Tuesday, February 23, 2021


Last year I wrote about the great English illustrator of wildlife, Raymond Sheppard, who spent years haunting the public zoos in London, studying and drawing animals up close.  Despite the fact that his life was tragically cut short by cancer, he had astonishing patience when it came to capturing the details of nature, as if his time was unlimited.  His great devotion earned him a level of understanding that few artists shared.

You can't appreciate the magnitude of his accomplishment until you experience his drawing up close.  The above study from one of his sketchbooks is not very large...

... but it is large enough for  Sheppard to learn the different directions, lengths and characters of the fur, which he expertly records to reveal the structure of the face.  

Compare the long, soft fur on the ears and throat with the short, bristly hair around the snout or the fur above the eyelids.  In this compact space he even teaches us about the sandpaper texture of the nose or the liquid smoothness of the eye.   Note how Sheppard uses dark accents sparingly, to create essential forms such as that mouth.

In this second attempt on the same page, see how Sheppard takes pains to capture the structure beneath the fur, rather than relying on the fur to camouflage the muscle and sinew, the way lazier artists might.  Sheppard's admiration for this creature radiates from his drawing.

Look especially at the place where fur meets antler, and see how Sheppard's pencil understands the different texture of each.

This is one preliminary drawing that really lives up to the term, "study."  There is so much honest observation and work here, it truly qualifies as one lovely drawing.


Robert Cosgrove said...

I have not much to say about this interesting post, beyond noting that your powers of critical observation of the artwork are fully worthy of the artist's graphic observations of his subject. Thanks for making us stop and look more carefully at a piece that well repays careful attention.

kev ferrara said...

His hit rate for accuracy is impressive as usual. I think I only see two places where he disagreed with his initial recording. And he smartly ignored those two spots, de-emphasizing them.

David Apatoff said...

Robert Cosgrove-- There is so much rich talent out there, unheralded but lovely across time and culture. For me these drawings in the "one lovely drawing" series just sing out. No one was paying Sheppard to spend his weekends at the zoo drawing so assiduously. After he was diagnosed with cancer he could easily have gone looking for some vice to titillate his remaining years. The fact that he chose to devote his precious last years to doing this is a measure of its importance to him, and a measure of how we should receive it.

Kev Ferrara-- Good point. The fact that you were able to spot those places in the details vindicates reproducing them at this size. I think Sheppard became expert over the years at assessing what he could reliably capture and what he couldn't with restless live animals. He did several drawings where an animal turned its back to him, but he stayed and captured a reverse 3/4 profile with the same care that he captured this full frontal image. A rhinoceros. A hog. A hippopotamus. Perhaps a subject for another post down the road.

kev ferrara said...

I think Sheppard became expert over the years at assessing what he could reliably capture and what he couldn't with restless live animals.

* Information shown
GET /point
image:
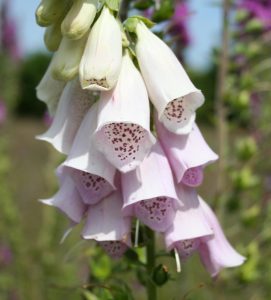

* Exercise directions
Decide whether each statement agrees with the post on Raymond Sheppard's drawing. Answer yes or no, and quote the words from the post that settle it.
1. Sheppard studied and drew animals at the public zoos in London.
2. The study from Sheppard's sketchbook is very large.
3. Sheppard uses dark accents generously in the drawing.
The material has no connection to the text.

* Response below
1. Yes: "spent years haunting the public zoos in London, studying and drawing animals up close"
2. No: "The above study from one of his sketchbooks is not very large"
3. No: "Sheppard uses dark accents sparingly"